----- Extracto del documento -----

Este viernes se
conmemora el Dia del Periodista, instituido en recordación de
un nuevo aniversario de la aparición de La Gazeta de Buenos
Ayres, inspirada por Mariano Moreno, primera expresión criolla
de acuñar ideas en libertad, con el nacimiento de la Patria.

Un
periodista es el hilo conductor entre el suceso y su estado público.
El
periodista de raza no es fiscal, juez ni verdugo y solo muestra una
realidad, a veces descarnada, que no
puede modificar.
Es asimismo
un inductor de la toma de conciencia y orientador de opiniones; es
quien hurga e indaga; es quien parte de la crítica para ayudar a
construir.
Pero no son
todas delicias las que jalonan la vida del periodista, al menos de
aquellos amantes de la libertad.
Son las
primeras víctimas de los autoritarios, de los dictadores y de
aquellos que los someten a barrotes o a mordazas.

-----

• Consigna 1
Según el texto sobre el Día del Periodista, ¿qué publicación recuerda esa fecha con un nuevo aniversario de su aparición?
• Consigna 2
Resume en una sola oración breve el párrafo del texto sobre el Día del Periodista que empieza con "Este viernes se conmemora", sin perder sus datos principales.

----- Fragmentos de entradas -----

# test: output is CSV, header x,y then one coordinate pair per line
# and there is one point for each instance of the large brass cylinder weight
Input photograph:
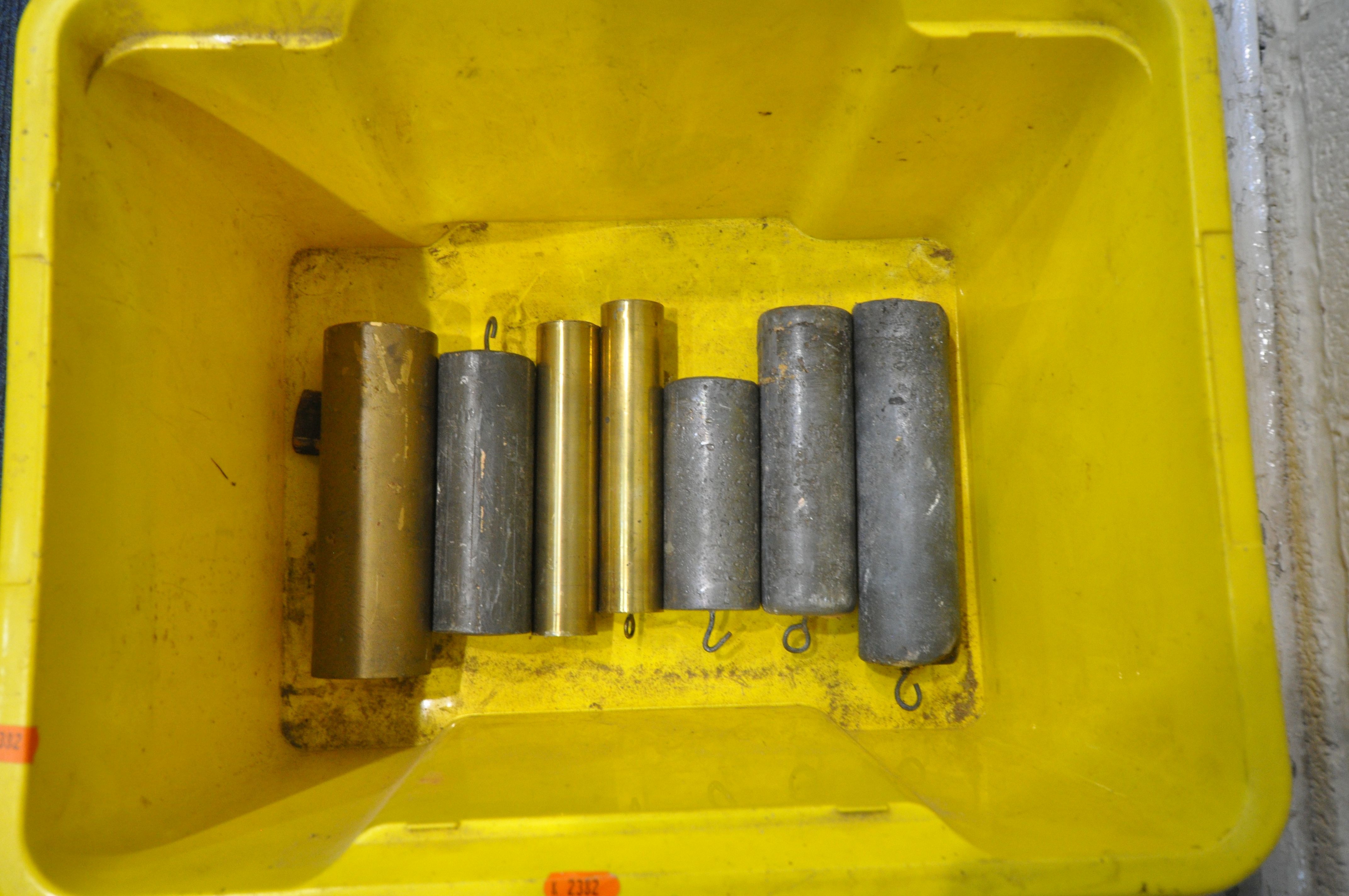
x,y
632,434
377,502
566,478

-----

• Respuesta 1
La Gazeta de Buenos Ayres, inspirada por Mariano Moreno.

• Respuesta 2
Este viernes se celebra el Día del Periodista, que recuerda la aparición de La Gazeta de Buenos Ayres, inspirada por Mariano Moreno y primera expresión criolla de ideas en libertad al nacer la Patria.